Given instruction: Select every line in the rows below that contains the string "hillside" and write those lines out. Matching is case-sensitive.

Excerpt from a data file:
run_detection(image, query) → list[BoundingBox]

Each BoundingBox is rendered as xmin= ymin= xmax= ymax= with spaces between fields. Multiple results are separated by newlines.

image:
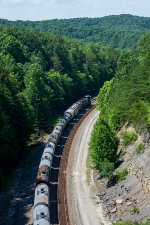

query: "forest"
xmin=0 ymin=27 xmax=120 ymax=187
xmin=0 ymin=14 xmax=150 ymax=49
xmin=0 ymin=15 xmax=150 ymax=190
xmin=90 ymin=35 xmax=150 ymax=177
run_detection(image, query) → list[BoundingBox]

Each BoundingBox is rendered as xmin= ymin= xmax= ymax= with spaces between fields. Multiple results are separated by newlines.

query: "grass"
xmin=134 ymin=143 xmax=145 ymax=154
xmin=129 ymin=204 xmax=140 ymax=214
xmin=86 ymin=154 xmax=92 ymax=184
xmin=122 ymin=131 xmax=138 ymax=146
xmin=115 ymin=168 xmax=128 ymax=183
xmin=113 ymin=220 xmax=150 ymax=225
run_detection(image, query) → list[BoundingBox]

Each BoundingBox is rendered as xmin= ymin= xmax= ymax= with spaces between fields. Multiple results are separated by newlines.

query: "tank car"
xmin=52 ymin=126 xmax=63 ymax=137
xmin=36 ymin=165 xmax=49 ymax=185
xmin=46 ymin=140 xmax=56 ymax=149
xmin=48 ymin=132 xmax=59 ymax=145
xmin=84 ymin=95 xmax=91 ymax=105
xmin=34 ymin=183 xmax=49 ymax=208
xmin=39 ymin=153 xmax=53 ymax=168
xmin=43 ymin=147 xmax=55 ymax=155
xmin=64 ymin=108 xmax=75 ymax=121
xmin=33 ymin=204 xmax=50 ymax=225
xmin=33 ymin=219 xmax=50 ymax=225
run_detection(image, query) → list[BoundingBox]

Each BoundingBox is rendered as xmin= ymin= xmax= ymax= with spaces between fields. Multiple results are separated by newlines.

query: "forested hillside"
xmin=91 ymin=35 xmax=150 ymax=176
xmin=0 ymin=14 xmax=150 ymax=49
xmin=0 ymin=28 xmax=119 ymax=186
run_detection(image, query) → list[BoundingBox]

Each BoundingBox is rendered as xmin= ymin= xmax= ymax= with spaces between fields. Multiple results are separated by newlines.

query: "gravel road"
xmin=67 ymin=109 xmax=102 ymax=225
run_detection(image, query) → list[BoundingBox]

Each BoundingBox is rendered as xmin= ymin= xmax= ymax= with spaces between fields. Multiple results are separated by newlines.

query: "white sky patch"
xmin=0 ymin=0 xmax=22 ymax=4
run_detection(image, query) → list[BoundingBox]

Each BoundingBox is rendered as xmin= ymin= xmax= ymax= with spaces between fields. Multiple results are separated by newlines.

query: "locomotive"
xmin=33 ymin=95 xmax=91 ymax=225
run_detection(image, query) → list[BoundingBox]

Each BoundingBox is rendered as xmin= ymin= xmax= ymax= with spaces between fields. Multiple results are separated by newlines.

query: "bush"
xmin=115 ymin=168 xmax=128 ymax=183
xmin=129 ymin=204 xmax=140 ymax=214
xmin=99 ymin=160 xmax=115 ymax=178
xmin=122 ymin=131 xmax=138 ymax=146
xmin=135 ymin=143 xmax=144 ymax=154
xmin=90 ymin=117 xmax=118 ymax=172
xmin=113 ymin=220 xmax=150 ymax=225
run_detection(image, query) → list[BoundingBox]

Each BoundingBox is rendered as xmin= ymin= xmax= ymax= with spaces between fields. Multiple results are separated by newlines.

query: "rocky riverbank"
xmin=89 ymin=125 xmax=150 ymax=223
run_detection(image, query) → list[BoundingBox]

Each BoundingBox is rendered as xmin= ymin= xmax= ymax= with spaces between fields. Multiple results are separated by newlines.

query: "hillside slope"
xmin=0 ymin=14 xmax=150 ymax=49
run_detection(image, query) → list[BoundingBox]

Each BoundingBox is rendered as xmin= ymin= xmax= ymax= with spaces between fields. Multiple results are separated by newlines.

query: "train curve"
xmin=58 ymin=105 xmax=95 ymax=225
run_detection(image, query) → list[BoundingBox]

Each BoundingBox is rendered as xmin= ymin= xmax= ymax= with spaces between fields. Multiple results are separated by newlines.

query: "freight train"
xmin=33 ymin=95 xmax=91 ymax=225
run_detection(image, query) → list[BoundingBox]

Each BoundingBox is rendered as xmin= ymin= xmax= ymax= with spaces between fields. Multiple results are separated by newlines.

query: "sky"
xmin=0 ymin=0 xmax=150 ymax=20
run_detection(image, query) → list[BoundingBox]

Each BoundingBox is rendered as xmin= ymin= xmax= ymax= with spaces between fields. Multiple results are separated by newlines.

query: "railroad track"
xmin=57 ymin=105 xmax=95 ymax=225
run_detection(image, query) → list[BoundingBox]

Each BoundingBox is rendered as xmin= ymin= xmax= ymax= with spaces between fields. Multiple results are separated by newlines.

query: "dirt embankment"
xmin=91 ymin=124 xmax=150 ymax=222
xmin=0 ymin=143 xmax=45 ymax=225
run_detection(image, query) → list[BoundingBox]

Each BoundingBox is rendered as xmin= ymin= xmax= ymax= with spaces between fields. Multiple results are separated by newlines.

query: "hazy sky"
xmin=0 ymin=0 xmax=150 ymax=20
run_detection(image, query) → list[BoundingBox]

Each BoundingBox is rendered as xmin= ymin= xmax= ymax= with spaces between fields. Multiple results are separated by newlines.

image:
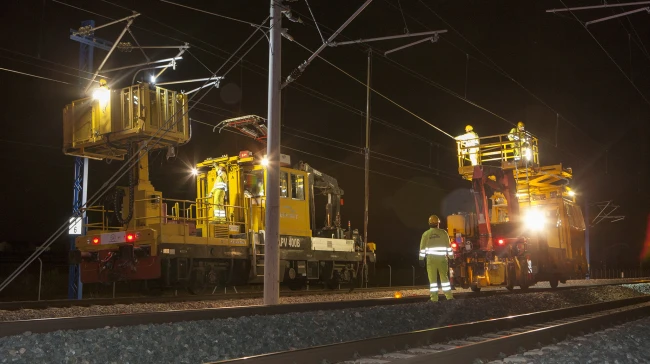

Reply:
query: "forested hillside"
query: "hillside slope"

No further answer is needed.